▸ TASK TO CARRY OUT: Among the following entries, how many lines hold the string "corners"? State only the number.

▸ DATA EXTRACTS:
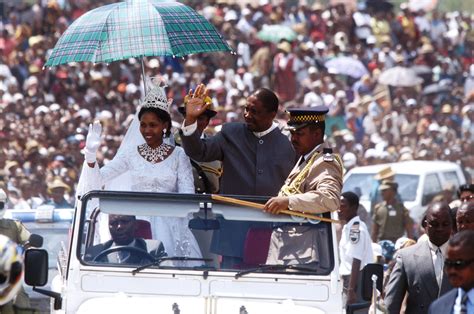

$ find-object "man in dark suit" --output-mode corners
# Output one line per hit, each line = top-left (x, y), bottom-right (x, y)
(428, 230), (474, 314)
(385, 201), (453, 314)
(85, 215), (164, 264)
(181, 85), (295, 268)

---

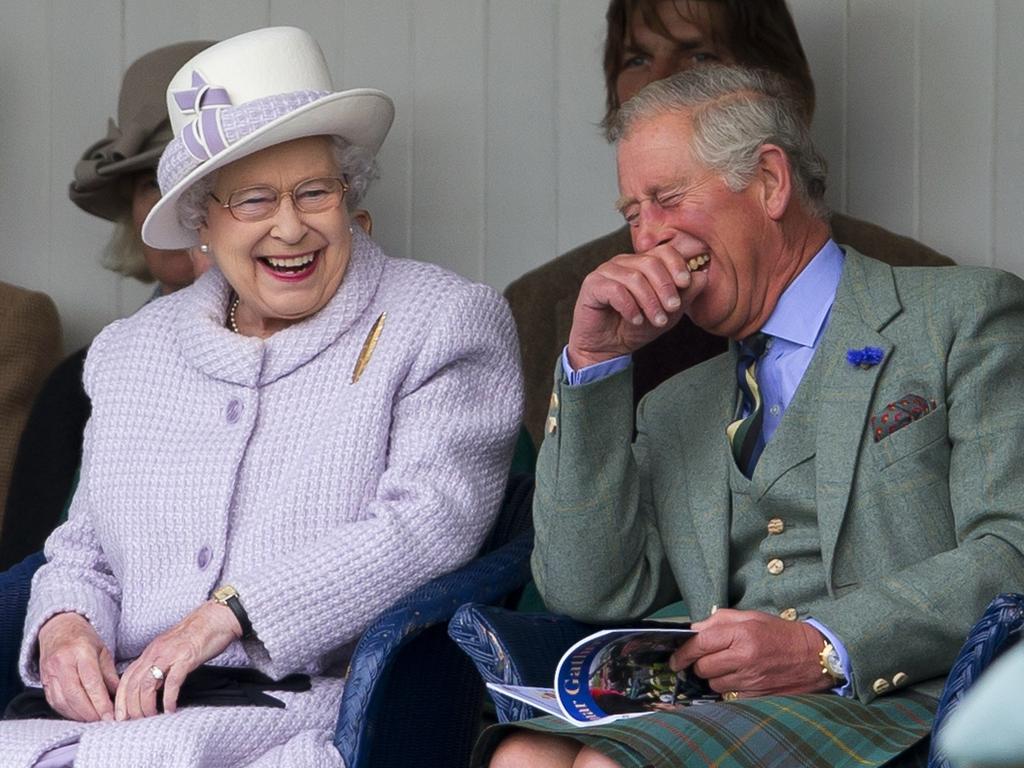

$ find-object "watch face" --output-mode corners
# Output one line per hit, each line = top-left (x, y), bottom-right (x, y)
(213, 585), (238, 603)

▸ RESULT FOR THIS TASK: 2